§ Document text:
━━━━━━━━━━━━━━━━━━━━

Friday, May 7, 2021

POST OFFICE

 


 POST  OFFICE

By  SERHIY ZHADAN


TRANSLATED FROM THE UKRAINIAN BY
VIRLANA TKACZ AND WANDA PHIPPS


With the post office in the slow thaw
and the morning department stores filled with pizza delivery boys,
you easily grab the things you need daily:
the pipe with hashish
and the cup of tea,
the thick mug covered with honey—
you avoid drafts and correspondence;

a view of the city, fallen silent,
the street trade is not very lively at this hour,
two or three vendors with roasted chestnuts
look at the sky,
and the snow is falling, but so aimlessly
that it melts before it reaches the
flocks of birds;

and so the birds play—
overhead there’s so much snow,
but it’s so empty under their wings
that they want to fly endlessly under low bridges,
catching the smell of roasting chestnuts in their beaks;

everyone can find something, if they only look carefully,
angels pour coarse sand and diamonds under your feet,
the sun is so helpless in the middle of winter,
all it can do is simply move—
from East to West, dear,
from East to West.

━━━━━━━━━━━━━━━━━━━━

§ Data extract:
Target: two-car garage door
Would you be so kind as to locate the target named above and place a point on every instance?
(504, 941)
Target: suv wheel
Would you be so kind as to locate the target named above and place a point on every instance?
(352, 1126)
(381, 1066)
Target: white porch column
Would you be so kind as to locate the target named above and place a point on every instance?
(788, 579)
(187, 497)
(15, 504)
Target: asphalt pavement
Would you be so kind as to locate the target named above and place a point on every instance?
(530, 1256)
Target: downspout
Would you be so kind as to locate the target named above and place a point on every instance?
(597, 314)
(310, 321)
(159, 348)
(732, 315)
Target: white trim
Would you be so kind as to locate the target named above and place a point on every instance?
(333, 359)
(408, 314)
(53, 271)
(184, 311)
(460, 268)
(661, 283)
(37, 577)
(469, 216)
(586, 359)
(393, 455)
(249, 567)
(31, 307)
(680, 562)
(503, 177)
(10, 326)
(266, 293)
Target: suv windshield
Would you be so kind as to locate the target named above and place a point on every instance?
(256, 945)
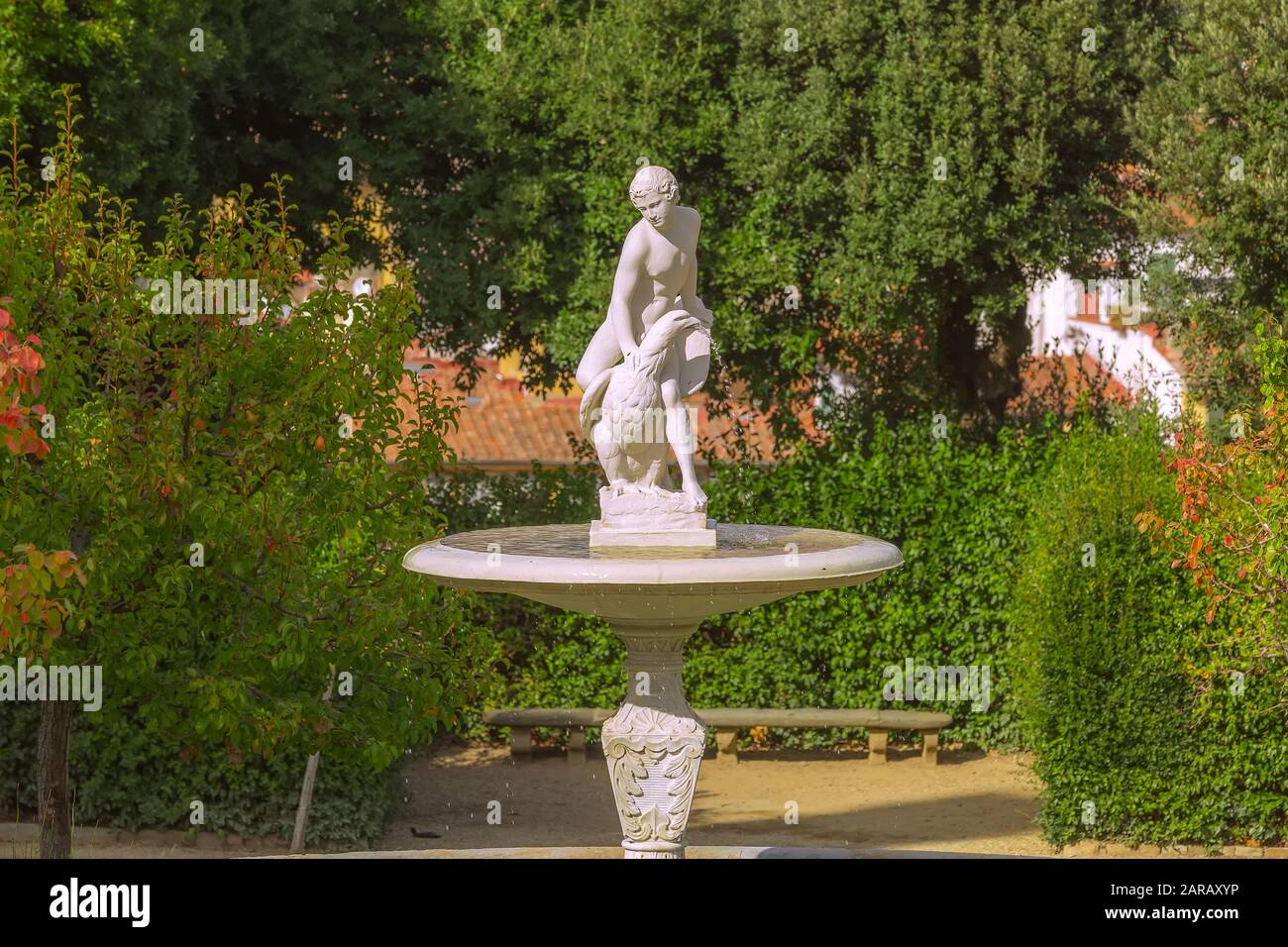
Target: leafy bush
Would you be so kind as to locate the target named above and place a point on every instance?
(1106, 659)
(954, 509)
(129, 779)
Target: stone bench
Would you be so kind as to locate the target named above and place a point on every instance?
(726, 723)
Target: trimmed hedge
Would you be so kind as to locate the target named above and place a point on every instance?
(1104, 661)
(954, 509)
(127, 777)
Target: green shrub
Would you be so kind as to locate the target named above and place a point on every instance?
(129, 779)
(1104, 659)
(954, 509)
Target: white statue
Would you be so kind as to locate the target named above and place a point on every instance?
(653, 350)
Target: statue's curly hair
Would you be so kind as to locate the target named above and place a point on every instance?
(652, 178)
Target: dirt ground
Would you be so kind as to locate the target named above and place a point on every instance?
(970, 802)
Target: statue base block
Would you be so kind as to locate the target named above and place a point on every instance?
(605, 535)
(651, 518)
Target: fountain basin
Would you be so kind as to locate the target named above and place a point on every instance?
(750, 566)
(653, 598)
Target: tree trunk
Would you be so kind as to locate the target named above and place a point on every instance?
(52, 781)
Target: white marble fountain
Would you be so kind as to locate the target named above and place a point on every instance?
(653, 566)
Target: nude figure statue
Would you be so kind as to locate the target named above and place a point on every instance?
(657, 275)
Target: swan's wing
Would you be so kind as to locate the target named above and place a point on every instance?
(591, 399)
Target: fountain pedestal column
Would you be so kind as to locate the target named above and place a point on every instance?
(655, 741)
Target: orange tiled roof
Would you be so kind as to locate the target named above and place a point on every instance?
(501, 425)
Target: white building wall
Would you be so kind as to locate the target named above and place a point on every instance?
(1128, 354)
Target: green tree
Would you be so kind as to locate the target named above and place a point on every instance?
(1214, 134)
(501, 138)
(226, 474)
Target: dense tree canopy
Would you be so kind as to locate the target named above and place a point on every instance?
(880, 182)
(1215, 134)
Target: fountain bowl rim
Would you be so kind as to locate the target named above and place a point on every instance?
(846, 565)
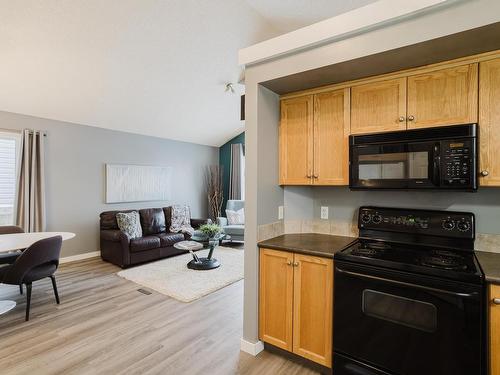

━━━━━━━━━━━━━━━━━━━━

§ Problems:
1. Repeat the part of the poem between "and so the birds" and "East to West.", inclusive.
2. In the poem, what do the two or three vendors have for sale?
The rows play no part in this work.

§ Set of answers:
1.
and so the birds play—
overhead there’s so much snow,
but it’s so empty under their wings
that they want to fly endlessly under low bridges,
catching the smell of roasting chestnuts in their beaks;

everyone can find something, if they only look carefully,
angels pour coarse sand and diamonds under your feet,
the sun is so helpless in the middle of winter,
all it can do is simply move—
from East to West, dear,
from East to West.

2. Roasted chestnuts.